## Exercise description
Copy the data word for word, keeping every line.

Data entries:
******************************
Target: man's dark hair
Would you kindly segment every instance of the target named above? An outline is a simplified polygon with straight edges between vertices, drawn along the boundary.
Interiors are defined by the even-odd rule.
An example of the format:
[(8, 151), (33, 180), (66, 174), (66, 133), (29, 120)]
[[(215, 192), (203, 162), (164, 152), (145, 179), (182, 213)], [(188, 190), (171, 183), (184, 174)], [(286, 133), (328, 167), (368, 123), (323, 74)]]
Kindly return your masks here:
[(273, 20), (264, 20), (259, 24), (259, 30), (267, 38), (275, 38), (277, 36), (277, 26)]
******************************
## Exercise answer
Target: man's dark hair
Would you kindly segment every instance of the target named above? An outline is a simplified polygon with straight edges between vertices, drawn along the boundary.
Interiors are defined by the even-odd rule.
An example of the format:
[(8, 151), (33, 180), (66, 174), (66, 133), (29, 120)]
[[(215, 192), (203, 162), (164, 152), (145, 179), (182, 213)], [(188, 190), (171, 183), (184, 174)], [(286, 133), (328, 167), (368, 123), (323, 74)]]
Kindly return your masks here:
[(273, 20), (264, 20), (259, 24), (259, 30), (267, 38), (275, 38), (277, 36), (277, 26)]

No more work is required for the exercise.